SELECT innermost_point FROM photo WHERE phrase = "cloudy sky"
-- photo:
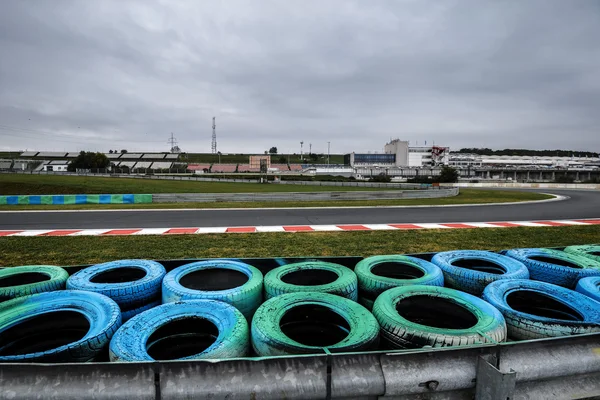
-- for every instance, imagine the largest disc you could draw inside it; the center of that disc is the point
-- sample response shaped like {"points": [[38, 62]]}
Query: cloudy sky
{"points": [[103, 75]]}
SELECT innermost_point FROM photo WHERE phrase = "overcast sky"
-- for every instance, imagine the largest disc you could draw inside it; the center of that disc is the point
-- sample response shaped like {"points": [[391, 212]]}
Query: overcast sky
{"points": [[100, 75]]}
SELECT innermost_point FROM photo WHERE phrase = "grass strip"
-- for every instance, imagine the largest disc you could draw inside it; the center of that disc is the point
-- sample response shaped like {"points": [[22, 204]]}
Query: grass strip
{"points": [[95, 249], [466, 196]]}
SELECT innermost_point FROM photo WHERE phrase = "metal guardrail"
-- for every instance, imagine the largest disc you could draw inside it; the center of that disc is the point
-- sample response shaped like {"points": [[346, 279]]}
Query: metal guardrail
{"points": [[303, 196], [567, 367]]}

What you have to do. In the entries above, find each line with the string "response" and copy it.

Task output.
-- sample response shaped like {"points": [[38, 62]]}
-- sample response shaped like {"points": [[391, 212]]}
-- sample response shaped like {"points": [[22, 204]]}
-- sample response shaped like {"points": [[346, 279]]}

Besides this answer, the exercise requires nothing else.